**What is asked**
Copy every record exactly, and keep the pictures out.

[Records of labeled points]
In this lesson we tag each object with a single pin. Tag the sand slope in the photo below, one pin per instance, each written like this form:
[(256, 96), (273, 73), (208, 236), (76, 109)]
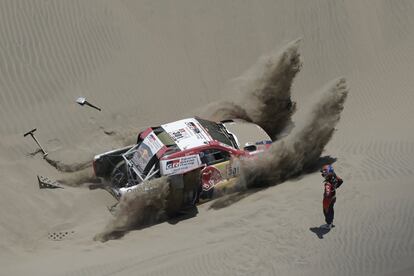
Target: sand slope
[(148, 62)]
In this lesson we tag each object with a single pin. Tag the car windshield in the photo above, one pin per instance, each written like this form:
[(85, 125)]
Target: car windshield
[(216, 131)]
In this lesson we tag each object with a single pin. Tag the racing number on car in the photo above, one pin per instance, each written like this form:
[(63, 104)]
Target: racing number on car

**Correct output**
In this lesson we tag each object with a single pin. Tag the sand slope in the photo below, one pin per instance, each written like this form:
[(256, 96), (273, 73), (208, 236), (76, 109)]
Target: sand slope
[(148, 62)]
In this lesson we tag each object with a single pin. Tag the car windshield in the photo above, one pin per instance, each written like this form:
[(85, 125)]
Target: car windshield
[(216, 131)]
In this lesson we tag each object with a single pin. Tag the racing number on car in the photo above, one pin per instance, each written like this form:
[(63, 104)]
Target: racing number on car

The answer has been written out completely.